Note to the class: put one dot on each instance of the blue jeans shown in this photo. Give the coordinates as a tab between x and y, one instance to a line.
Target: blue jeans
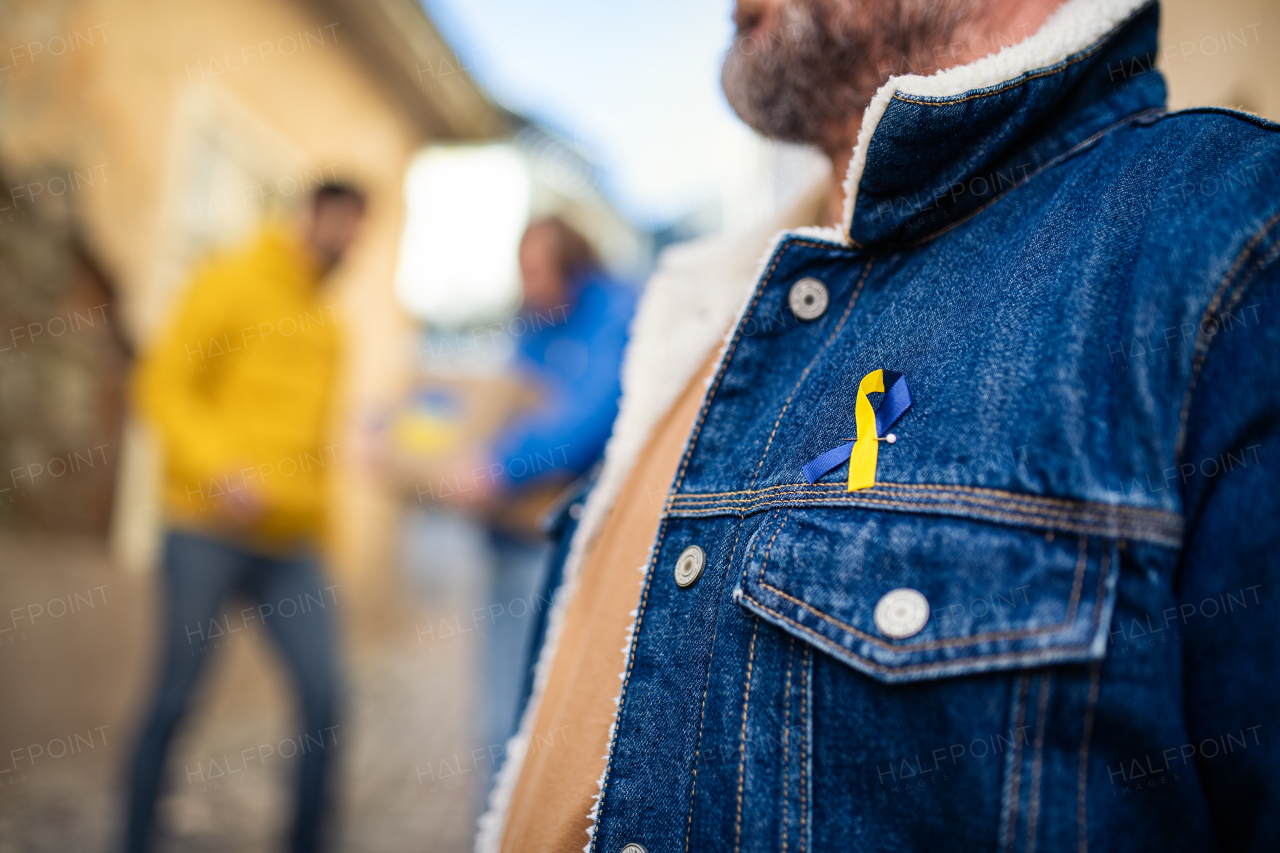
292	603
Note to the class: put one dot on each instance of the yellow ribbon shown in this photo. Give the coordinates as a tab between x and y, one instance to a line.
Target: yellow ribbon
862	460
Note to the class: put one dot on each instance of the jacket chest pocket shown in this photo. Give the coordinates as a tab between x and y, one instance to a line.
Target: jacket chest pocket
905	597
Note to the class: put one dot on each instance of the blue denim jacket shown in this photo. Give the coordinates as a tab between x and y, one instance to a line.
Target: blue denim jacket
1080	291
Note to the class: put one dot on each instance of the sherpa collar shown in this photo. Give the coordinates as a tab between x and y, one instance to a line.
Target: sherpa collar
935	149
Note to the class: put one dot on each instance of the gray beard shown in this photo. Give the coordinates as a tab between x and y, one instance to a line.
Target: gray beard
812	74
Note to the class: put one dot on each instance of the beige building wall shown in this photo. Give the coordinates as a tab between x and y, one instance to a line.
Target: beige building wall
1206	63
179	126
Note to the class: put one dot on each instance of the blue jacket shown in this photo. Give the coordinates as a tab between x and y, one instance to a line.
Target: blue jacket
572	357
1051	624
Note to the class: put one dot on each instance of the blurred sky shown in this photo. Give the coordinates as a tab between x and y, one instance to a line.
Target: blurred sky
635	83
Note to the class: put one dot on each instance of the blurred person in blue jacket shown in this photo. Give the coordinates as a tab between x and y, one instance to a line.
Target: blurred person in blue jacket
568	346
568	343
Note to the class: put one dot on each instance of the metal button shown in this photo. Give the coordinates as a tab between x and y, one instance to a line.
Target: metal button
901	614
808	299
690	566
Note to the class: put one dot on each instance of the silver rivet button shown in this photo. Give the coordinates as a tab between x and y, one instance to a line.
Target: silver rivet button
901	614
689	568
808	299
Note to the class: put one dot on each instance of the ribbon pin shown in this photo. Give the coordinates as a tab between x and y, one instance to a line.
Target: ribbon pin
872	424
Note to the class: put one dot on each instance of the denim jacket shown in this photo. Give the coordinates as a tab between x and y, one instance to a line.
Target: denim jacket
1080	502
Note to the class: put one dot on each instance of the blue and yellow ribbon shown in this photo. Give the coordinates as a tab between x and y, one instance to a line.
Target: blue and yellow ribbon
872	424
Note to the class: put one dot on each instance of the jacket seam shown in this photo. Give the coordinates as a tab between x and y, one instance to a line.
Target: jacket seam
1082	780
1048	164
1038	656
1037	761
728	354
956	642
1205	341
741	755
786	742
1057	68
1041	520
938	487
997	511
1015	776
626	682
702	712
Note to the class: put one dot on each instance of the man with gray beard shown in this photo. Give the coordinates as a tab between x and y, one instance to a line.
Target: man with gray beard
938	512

▸ Instructions for the task: Please repeat every line from the listing above exactly as it appears. Drop the pictures.

▸ Written response:
Note to the class: put one dot on each instance of the blue jeans shown in this photo. Give the coordinates as a tab between x and y, one instance to a line.
Target: blue jeans
292	603
Note to the class: put one dot on each instance of the yellow ribbon shown in this photo. Give the coordinates as a tab between x and y, one instance to a line.
Target: yellow ribbon
862	460
Note to the class: put one dot on each instance of the jacket chest pocket shown in this photo. Give the coordinates as a tab between x and y, one instance to a line.
Target: jacket chest pocket
905	597
Note to the class: put one dot on each instance of the blue denim jacket shown in this photo. Give the coordinates as a tab between x and y, one instance to a line.
Target: blue denim jacket
1080	291
Note to the class: put one dot on each instance of the sherpa collar shown in this photo. Give the coordinates as a tab between x and y, one instance to a line.
Target: sherpa collar
935	149
Note to the class: put one dot on each instance of the gray beard shown in this photo. Give the coordinates as a tab between x and y, one instance to a line.
Target: gray beard
812	74
Note to the class: put one dot on each instance of the beige building wall shown in this photo. Give the coordinates as a tab between x and y, one instance to a line.
Target: beige building wall
1206	63
179	126
Note to the class: put one dot on each instance of the blue jacket shown in this photo. Give the coordinates as a tab between x and y, one instance to a line.
Target: blue jacket
572	357
1051	624
Note to the class: put one dot on each instance of the blurred sky shown in this photo. Give the coordinates as a tab between x and y, one instance to a line.
Target: blurred sky
635	83
Note to the class: put one dot on each instance of the blurred person in blue jacket shown in this photo. Give the coordinates as a tab between x and y, one instance to a line.
Target: blurred person in blue jacket
568	346
568	343
Note to the class: put one dot on each instance of the metal button shown in this photo. Give the coordinates as a tab between x and y, one instance to a line.
Target: metal button
901	614
808	299
690	566
Note to the class: put one dot on each instance of the silver rivet button shown in this photo. Give the coordinates as a tab between x and y, one instance to a line.
Target: silver rivet button
901	614
689	568
808	299
Note to the class: put one dot on each instance of the ribbon pin shown in this photo. Give the coordinates as a tab between x and y, one instance to a line.
Target: ribbon pin
872	424
Note to the class: put one dot on each instance of the denim jacket shown in this photo. Give the coordinates as a tab between x and y, one instance to a line.
Target: denim jacket
1080	502
Note to the class: put one dot on each instance of the blue and yellow ribbon shown in this photo. Give the coordinates as a tab between x and y, one instance to a line.
Target: blue and yellow ribbon
872	424
Note to the class: put one dot on each instance of the jacket seam shown in this photo. Give the coordinates as a tab between x and y, one instance to a line.
Target: jacket seam
1082	780
1048	164
1038	656
1037	761
728	354
956	642
1205	341
741	755
786	742
1057	68
1041	520
938	487
997	511
1015	776
626	682
702	712
Note to the class: put one dot on each instance of the man with gray beard shown in this photo. Give the coordinates as a tab between x and y, one instance to a line.
Target: man with gray beard
938	512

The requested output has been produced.